STATED EXERCISE: Pick out every line in the records below that contains the word "suit", and copy each of those lines.
---
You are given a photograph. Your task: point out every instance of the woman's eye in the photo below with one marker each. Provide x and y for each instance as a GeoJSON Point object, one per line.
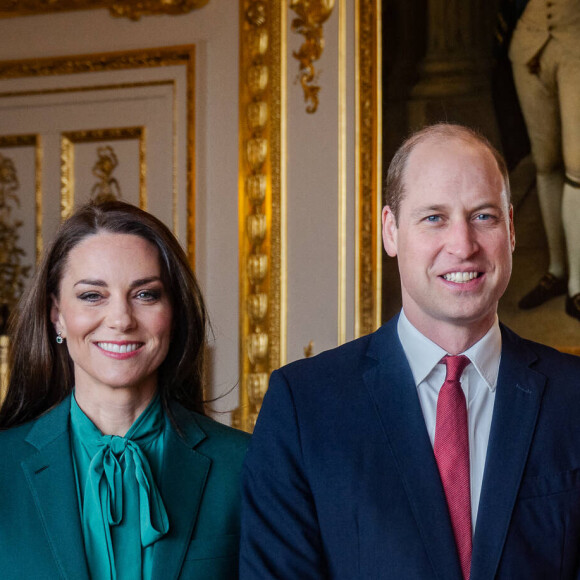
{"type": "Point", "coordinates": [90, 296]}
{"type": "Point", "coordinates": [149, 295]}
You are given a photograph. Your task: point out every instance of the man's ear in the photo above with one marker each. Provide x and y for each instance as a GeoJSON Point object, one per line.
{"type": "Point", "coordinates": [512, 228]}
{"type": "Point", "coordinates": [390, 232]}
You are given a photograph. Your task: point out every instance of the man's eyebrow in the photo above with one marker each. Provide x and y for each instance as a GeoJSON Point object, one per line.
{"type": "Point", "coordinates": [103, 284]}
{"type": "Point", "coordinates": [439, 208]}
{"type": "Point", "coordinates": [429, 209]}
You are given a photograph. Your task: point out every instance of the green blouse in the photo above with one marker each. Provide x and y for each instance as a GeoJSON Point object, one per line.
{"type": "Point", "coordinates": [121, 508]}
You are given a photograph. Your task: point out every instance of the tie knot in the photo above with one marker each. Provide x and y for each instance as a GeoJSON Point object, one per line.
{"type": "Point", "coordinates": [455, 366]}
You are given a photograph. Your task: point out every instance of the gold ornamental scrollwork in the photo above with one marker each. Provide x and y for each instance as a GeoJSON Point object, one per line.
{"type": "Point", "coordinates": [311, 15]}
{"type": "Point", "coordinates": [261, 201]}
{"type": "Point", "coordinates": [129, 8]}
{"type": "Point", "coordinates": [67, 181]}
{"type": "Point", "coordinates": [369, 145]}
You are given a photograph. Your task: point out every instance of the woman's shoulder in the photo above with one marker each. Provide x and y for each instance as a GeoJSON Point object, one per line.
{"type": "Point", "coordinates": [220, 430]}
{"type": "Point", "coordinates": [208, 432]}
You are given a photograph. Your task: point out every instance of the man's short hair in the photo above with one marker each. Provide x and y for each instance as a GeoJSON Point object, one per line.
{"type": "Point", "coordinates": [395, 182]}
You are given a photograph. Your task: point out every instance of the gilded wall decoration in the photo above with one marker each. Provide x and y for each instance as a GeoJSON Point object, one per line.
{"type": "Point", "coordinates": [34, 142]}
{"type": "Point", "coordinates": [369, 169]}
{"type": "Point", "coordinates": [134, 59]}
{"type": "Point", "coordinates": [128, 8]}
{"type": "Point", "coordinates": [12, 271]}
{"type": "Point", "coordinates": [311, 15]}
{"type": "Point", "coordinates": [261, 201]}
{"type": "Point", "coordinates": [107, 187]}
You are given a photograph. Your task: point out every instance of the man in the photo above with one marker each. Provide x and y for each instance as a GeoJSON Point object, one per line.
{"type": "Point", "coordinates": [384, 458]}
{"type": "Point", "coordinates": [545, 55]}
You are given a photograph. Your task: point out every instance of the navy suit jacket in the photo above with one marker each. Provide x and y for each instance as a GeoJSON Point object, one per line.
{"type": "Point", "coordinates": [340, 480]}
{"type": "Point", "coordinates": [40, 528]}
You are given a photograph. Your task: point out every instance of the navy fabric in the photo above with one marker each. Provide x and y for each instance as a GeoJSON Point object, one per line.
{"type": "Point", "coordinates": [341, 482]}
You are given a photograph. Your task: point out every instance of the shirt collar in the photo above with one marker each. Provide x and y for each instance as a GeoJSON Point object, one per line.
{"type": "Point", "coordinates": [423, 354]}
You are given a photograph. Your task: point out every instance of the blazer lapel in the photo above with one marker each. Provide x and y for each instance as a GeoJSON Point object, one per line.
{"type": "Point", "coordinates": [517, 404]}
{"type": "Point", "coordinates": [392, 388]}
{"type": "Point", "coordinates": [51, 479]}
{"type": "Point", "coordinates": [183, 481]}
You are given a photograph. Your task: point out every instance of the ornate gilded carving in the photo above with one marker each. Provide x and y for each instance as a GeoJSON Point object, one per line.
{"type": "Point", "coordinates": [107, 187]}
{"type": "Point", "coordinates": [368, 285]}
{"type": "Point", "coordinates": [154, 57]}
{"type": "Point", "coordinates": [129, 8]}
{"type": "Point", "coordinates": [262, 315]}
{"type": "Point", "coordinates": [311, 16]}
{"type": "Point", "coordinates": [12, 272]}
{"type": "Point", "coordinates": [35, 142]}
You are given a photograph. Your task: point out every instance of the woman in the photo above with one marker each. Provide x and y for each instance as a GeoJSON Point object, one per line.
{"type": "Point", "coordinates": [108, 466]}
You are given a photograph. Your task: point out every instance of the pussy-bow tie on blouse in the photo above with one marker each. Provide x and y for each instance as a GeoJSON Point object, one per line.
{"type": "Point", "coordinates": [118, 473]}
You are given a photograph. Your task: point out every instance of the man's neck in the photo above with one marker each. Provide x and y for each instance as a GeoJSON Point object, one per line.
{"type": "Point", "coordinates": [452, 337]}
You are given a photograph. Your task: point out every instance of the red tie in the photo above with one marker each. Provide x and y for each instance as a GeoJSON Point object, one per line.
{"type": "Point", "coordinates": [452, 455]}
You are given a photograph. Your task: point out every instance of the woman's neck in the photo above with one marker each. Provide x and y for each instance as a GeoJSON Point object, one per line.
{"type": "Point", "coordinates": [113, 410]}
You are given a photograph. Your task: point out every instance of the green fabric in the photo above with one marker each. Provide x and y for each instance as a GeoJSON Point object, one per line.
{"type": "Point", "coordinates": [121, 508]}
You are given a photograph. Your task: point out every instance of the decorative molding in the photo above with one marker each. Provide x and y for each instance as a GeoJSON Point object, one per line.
---
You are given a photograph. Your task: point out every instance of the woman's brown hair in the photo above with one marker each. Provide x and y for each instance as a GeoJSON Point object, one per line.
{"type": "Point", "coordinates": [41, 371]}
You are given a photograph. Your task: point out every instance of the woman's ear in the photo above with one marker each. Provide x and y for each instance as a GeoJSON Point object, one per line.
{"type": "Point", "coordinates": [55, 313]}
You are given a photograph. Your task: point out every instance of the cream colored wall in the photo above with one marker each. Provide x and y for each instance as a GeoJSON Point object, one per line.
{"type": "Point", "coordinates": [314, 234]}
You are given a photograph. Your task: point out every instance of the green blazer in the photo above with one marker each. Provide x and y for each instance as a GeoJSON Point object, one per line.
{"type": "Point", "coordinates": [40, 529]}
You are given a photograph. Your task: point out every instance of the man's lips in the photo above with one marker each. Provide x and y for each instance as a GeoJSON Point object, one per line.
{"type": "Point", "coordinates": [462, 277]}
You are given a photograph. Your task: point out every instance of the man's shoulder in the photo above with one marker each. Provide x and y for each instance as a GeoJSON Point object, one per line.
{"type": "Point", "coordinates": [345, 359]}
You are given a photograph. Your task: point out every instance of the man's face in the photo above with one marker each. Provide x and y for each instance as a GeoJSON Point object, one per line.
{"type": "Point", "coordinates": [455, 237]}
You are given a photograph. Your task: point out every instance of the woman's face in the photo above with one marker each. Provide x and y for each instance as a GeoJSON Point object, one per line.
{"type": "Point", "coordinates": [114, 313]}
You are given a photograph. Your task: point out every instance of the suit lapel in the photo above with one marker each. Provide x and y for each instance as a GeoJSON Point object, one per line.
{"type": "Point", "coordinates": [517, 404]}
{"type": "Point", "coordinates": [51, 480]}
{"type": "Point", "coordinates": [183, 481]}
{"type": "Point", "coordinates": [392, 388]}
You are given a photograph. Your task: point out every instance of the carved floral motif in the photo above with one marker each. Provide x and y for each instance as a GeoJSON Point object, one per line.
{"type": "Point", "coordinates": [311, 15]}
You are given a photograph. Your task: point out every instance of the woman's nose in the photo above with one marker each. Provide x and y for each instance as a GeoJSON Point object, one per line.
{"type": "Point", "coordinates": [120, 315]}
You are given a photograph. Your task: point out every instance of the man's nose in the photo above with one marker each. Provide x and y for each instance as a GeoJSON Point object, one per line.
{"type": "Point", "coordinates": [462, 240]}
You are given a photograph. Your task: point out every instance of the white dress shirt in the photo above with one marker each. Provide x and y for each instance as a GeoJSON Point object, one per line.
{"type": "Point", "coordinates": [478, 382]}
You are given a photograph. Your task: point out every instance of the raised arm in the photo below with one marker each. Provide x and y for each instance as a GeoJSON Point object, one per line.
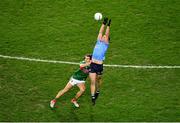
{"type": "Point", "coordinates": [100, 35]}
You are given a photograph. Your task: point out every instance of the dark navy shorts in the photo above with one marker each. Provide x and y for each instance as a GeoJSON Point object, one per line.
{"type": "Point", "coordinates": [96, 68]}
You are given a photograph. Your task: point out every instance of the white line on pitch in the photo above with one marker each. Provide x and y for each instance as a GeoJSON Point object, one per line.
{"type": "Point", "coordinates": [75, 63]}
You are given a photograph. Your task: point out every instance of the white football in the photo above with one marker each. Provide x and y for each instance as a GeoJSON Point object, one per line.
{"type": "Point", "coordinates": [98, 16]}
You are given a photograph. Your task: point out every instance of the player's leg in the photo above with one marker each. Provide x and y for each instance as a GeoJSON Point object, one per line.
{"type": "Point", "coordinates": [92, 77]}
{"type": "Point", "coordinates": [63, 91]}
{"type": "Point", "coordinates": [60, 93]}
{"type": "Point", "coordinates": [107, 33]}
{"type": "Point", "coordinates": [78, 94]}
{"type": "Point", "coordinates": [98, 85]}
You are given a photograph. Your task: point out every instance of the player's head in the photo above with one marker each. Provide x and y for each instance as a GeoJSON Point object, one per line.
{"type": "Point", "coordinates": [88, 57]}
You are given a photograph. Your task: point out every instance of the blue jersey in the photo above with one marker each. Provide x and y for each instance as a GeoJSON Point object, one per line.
---
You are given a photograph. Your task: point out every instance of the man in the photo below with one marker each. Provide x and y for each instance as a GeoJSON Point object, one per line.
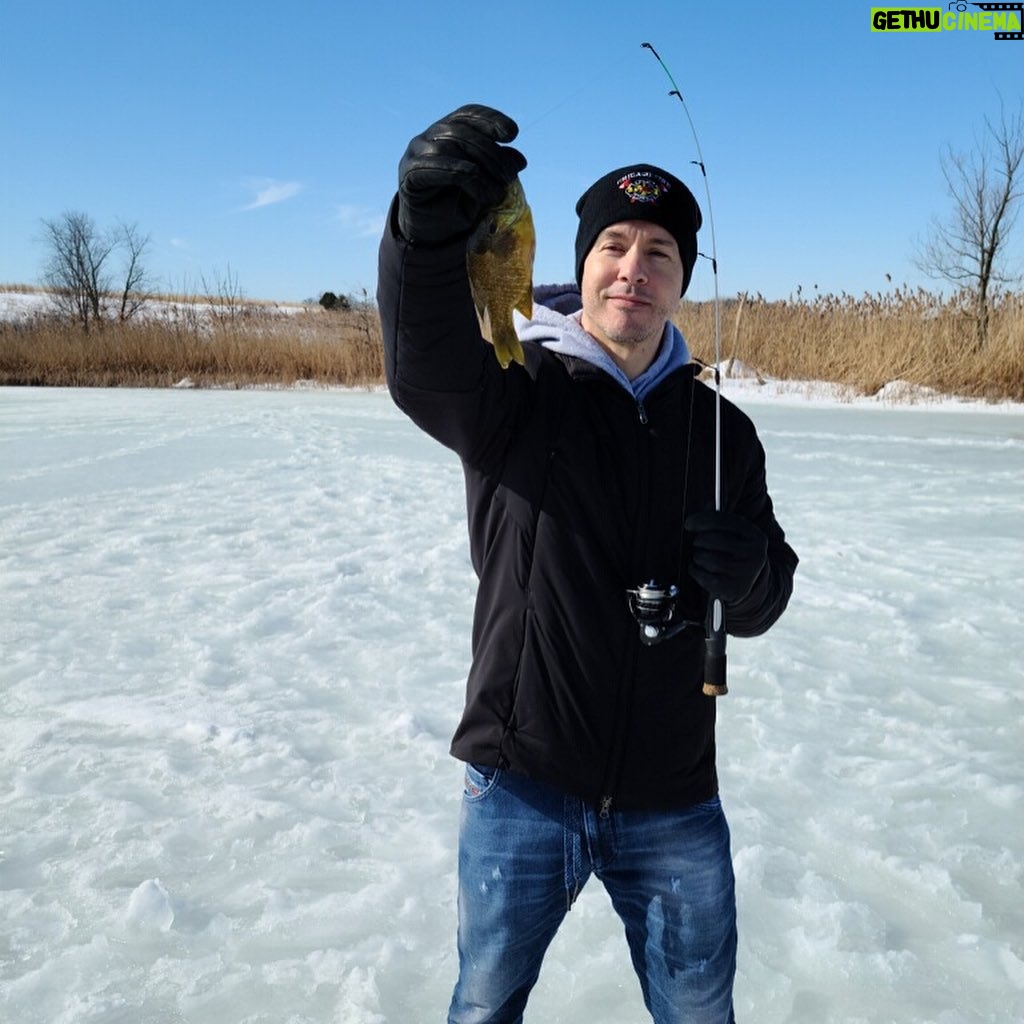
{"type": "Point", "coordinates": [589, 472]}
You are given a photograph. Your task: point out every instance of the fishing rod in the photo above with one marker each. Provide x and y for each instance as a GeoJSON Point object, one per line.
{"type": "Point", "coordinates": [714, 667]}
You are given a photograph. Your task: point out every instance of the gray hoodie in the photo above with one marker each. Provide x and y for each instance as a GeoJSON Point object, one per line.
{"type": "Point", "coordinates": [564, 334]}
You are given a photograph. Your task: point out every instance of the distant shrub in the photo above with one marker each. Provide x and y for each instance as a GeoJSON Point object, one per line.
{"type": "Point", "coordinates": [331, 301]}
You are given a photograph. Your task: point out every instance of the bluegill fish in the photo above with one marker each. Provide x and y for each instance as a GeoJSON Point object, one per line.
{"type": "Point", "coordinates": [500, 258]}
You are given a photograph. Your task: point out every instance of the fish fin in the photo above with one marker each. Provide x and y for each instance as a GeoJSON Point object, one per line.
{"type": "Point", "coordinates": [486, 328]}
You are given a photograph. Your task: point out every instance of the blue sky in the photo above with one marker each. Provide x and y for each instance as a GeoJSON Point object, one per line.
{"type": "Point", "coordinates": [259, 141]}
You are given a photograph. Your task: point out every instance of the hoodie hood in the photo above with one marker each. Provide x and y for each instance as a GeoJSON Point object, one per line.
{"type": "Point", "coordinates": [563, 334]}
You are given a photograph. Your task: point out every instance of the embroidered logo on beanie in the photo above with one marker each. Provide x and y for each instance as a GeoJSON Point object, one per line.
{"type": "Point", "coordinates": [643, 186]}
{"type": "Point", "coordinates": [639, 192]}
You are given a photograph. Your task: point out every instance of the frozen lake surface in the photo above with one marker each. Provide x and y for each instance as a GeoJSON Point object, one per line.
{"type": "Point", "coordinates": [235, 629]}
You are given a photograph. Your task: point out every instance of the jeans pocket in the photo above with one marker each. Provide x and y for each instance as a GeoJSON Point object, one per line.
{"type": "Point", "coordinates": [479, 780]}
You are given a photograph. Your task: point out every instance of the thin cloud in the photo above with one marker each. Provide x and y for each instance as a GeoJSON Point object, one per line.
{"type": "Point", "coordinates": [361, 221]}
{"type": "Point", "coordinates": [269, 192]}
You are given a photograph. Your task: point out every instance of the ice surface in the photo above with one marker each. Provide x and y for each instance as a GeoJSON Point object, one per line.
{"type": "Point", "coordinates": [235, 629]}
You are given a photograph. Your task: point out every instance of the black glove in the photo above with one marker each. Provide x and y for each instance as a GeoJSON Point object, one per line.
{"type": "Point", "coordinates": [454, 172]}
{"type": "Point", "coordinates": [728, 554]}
---
EXERCISE ANSWER:
You are given a photograph. Your task: point out every instance of the navy suit jacket in the photo above with one marker each. Provide x and y for each instance as a GeoJSON Point object, one per line.
You are given a photograph. Your task: point out every instance of the suit lapel in the photo above with one marker each. Provide x and y for each instance as a GeoJSON Point object, one per line.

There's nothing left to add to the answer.